** Start MATERIAL FOR THIS TASK **
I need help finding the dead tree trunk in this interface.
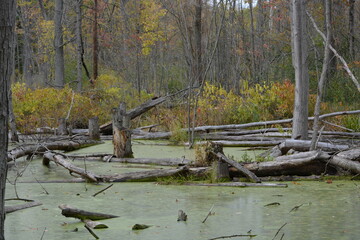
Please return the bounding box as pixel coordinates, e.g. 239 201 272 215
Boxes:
216 153 261 183
89 117 100 140
113 103 133 158
56 118 68 135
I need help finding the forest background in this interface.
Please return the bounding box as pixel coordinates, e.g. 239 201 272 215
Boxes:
12 0 360 138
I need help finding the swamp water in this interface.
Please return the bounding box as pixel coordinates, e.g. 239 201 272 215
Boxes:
5 143 360 240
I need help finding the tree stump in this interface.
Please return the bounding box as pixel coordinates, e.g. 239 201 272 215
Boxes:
195 142 230 180
89 117 100 140
215 161 230 180
56 118 68 135
195 142 224 166
112 102 133 158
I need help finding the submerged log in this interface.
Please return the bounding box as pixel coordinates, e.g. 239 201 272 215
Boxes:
43 152 188 182
188 110 360 132
199 140 283 147
184 182 288 188
212 153 261 183
279 139 349 154
110 158 192 166
7 140 102 162
325 148 360 174
99 166 188 182
83 219 109 229
5 201 42 214
59 204 119 221
239 151 330 177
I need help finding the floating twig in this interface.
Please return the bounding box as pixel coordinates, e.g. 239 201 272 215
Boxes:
289 203 304 213
178 210 187 222
272 223 287 240
40 227 46 240
93 184 114 197
209 234 256 240
202 204 214 223
264 202 280 207
84 224 100 239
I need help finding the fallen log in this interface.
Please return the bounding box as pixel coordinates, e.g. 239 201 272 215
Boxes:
197 140 283 147
83 219 109 229
43 152 188 182
106 158 192 166
59 204 119 221
212 153 261 183
323 148 360 174
279 139 349 154
336 148 360 161
43 152 99 182
200 135 286 142
5 201 42 214
184 110 360 132
184 182 288 188
99 166 188 182
7 140 102 162
100 96 168 134
275 151 330 162
131 130 172 140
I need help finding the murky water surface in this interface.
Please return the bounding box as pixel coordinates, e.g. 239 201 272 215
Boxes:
6 144 360 240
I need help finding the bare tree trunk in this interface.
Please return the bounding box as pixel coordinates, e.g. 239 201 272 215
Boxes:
194 0 203 86
75 0 83 92
310 0 331 151
291 0 309 139
90 0 99 84
19 2 34 87
349 0 355 58
249 0 258 83
0 0 16 237
112 102 133 158
9 88 19 142
55 0 65 88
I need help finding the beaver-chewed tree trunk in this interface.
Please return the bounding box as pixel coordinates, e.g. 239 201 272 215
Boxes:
112 102 133 158
89 117 100 140
195 142 229 179
56 118 68 135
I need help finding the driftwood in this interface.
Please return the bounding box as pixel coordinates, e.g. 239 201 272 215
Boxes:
99 167 188 182
239 151 330 177
198 140 283 147
178 210 187 222
59 204 119 221
188 110 360 132
279 139 349 154
43 152 188 182
184 182 287 188
7 140 102 161
43 152 99 182
100 96 167 134
324 148 360 174
83 219 108 229
212 153 261 183
106 158 192 166
5 201 42 214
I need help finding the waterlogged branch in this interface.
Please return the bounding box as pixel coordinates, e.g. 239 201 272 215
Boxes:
306 11 360 92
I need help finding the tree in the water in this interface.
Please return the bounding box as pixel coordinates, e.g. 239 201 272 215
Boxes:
0 0 16 240
291 0 309 139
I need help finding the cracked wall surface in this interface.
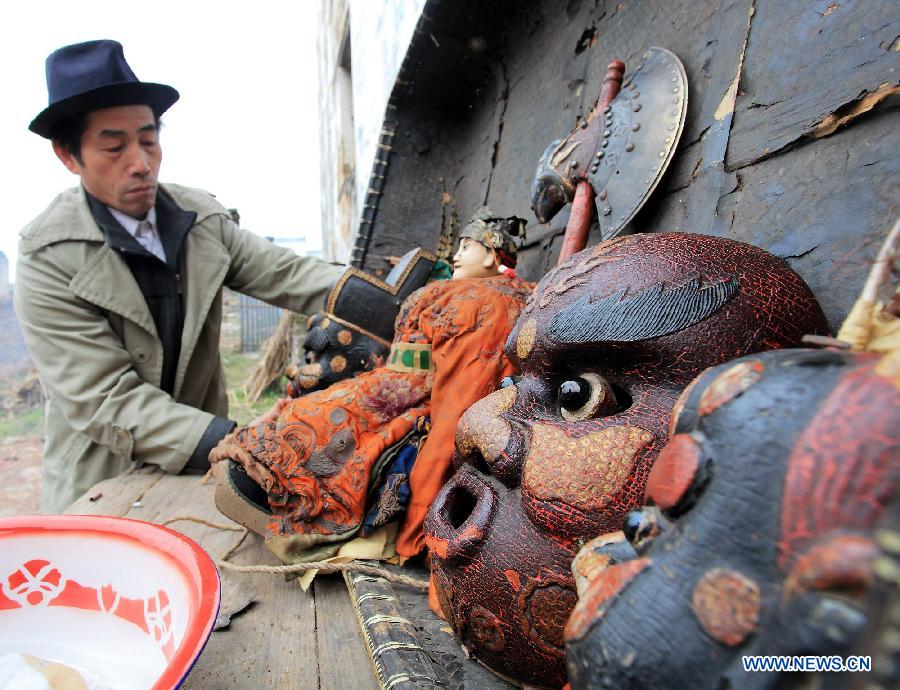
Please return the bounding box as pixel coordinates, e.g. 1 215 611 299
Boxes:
348 0 900 327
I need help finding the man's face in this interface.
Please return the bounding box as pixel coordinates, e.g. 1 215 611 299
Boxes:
53 105 162 218
453 237 497 279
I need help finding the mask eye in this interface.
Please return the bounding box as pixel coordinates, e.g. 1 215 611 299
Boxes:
557 371 618 422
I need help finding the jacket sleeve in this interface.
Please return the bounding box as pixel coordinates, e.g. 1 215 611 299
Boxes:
14 250 221 472
216 219 346 314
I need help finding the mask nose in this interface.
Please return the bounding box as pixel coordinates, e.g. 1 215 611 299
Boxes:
456 385 528 488
425 468 497 563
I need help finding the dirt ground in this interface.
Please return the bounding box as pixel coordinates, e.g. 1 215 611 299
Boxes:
0 436 44 517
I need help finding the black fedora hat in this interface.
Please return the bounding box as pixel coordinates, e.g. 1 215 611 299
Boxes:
28 40 178 139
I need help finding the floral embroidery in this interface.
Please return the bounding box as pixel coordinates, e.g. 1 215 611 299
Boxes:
360 379 425 421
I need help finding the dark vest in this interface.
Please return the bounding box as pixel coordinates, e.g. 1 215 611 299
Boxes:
85 192 197 395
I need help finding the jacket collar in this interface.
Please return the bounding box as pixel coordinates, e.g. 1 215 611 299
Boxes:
19 184 204 255
84 187 197 271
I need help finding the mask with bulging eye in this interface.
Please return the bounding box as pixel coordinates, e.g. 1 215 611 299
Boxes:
426 233 827 686
565 350 900 690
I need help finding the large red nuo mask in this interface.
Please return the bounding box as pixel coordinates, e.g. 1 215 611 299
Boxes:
426 233 827 687
566 349 900 690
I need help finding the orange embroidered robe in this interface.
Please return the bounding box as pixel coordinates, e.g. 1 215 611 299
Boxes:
210 275 533 560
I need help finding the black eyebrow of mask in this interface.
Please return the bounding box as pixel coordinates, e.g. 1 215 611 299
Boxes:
547 275 740 343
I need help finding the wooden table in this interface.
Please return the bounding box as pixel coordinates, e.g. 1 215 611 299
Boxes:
66 468 380 690
66 467 512 690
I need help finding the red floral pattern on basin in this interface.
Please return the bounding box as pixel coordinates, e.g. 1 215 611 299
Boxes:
0 516 219 689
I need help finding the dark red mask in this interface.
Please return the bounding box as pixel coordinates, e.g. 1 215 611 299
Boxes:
426 233 827 686
566 350 900 689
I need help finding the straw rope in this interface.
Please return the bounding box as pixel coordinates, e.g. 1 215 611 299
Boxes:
161 515 428 591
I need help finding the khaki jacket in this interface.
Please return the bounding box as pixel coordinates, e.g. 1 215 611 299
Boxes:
14 184 342 512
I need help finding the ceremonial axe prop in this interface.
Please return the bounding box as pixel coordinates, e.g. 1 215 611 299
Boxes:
531 48 687 265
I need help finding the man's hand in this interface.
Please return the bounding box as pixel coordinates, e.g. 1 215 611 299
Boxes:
247 398 291 427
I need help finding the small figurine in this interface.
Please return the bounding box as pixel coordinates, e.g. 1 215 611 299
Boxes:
426 233 827 687
210 208 533 562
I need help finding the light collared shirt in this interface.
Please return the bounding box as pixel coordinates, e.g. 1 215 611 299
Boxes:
106 206 166 261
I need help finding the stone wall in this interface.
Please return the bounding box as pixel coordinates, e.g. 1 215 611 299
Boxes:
348 0 900 327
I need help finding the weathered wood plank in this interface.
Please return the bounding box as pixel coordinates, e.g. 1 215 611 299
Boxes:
65 466 162 517
125 473 241 558
728 0 900 170
184 535 320 690
313 574 381 690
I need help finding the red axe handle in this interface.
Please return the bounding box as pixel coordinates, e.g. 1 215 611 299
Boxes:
556 60 625 266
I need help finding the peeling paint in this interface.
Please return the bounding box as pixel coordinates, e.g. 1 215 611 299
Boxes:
812 84 900 139
714 3 756 121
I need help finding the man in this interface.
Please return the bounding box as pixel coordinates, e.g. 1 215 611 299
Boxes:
14 40 341 512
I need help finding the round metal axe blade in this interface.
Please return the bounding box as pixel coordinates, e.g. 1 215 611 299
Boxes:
588 48 688 240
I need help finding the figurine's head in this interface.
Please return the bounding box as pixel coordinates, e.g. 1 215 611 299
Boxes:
426 233 827 685
565 350 900 688
453 206 525 278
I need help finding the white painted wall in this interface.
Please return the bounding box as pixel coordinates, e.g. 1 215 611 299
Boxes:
350 0 425 215
317 0 426 261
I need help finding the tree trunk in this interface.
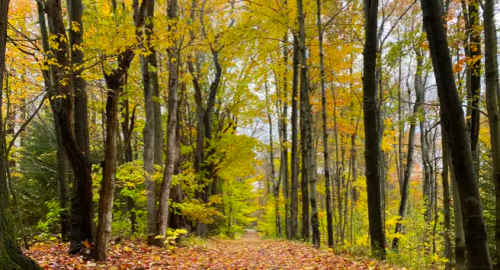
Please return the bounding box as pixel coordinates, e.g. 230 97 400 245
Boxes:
290 34 299 239
157 0 180 245
94 0 148 261
483 0 500 267
392 48 424 250
138 0 156 245
297 0 321 248
43 0 93 254
0 0 41 270
281 23 291 239
441 131 453 270
37 2 71 238
316 0 333 247
363 0 386 260
421 0 492 269
264 83 282 237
** End MATERIAL FOR THIS TASK **
# INSTRUCTIONS TO FOLLOW:
Rewrite the items from the line containing "I need help finding the black fedora" through the line containing "0 516 219 689", changing "wooden table" to "wooden desk" and leaving everything else the same.

# EXPECTED ANSWER:
I need help finding the black fedora hat in this interface.
Please return the bounding box as pixel coordinates, e.g. 1 215 611 299
Boxes:
28 40 178 139
I need help finding the floral embroidery in this interface.
Please return the bounding box as pixel coordinates, e.g. 1 215 611 299
Boxes:
360 379 425 421
I need help finding the dark vest in this interface.
Please return the bounding box as pixel coordinates, e.g. 1 215 611 299
Boxes:
85 192 197 395
I need help finding the jacket collar in this interface.
Please return the bounding box as pixel coordinates, e.g. 1 215 611 299
Boxes:
19 184 204 255
84 187 197 271
I need help finding the mask with bulging eye in this interface.
Please return the bounding box as pixel coordinates, e.g. 1 215 611 299
Boxes:
426 233 827 686
565 350 900 690
I need help finding the large red nuo mask in this interface.
Please return the bounding box as pixel coordinates, e.g. 1 215 611 299
Boxes:
426 233 827 687
566 349 900 690
I need help finding the orange embroidered robe in this interface.
Please return the bounding box as pixel coordinates, e.g. 1 215 611 299
Boxes:
210 275 533 560
I need help finding the black eyebrow of mask in this interface.
Please return the bounding box as pixel coordinates, e.g. 1 215 611 299
Boxes:
547 275 740 343
I need help finding the wooden desk in this interface.
Please return the bounding box as pixel coordinates, e.g. 1 215 611 299
Boxes:
66 468 380 690
66 467 512 690
I need help finding the red floral pattern on basin in this interface.
Please return the bounding box as pixel coordinates, e.g. 1 215 611 299
Boxes:
0 516 219 689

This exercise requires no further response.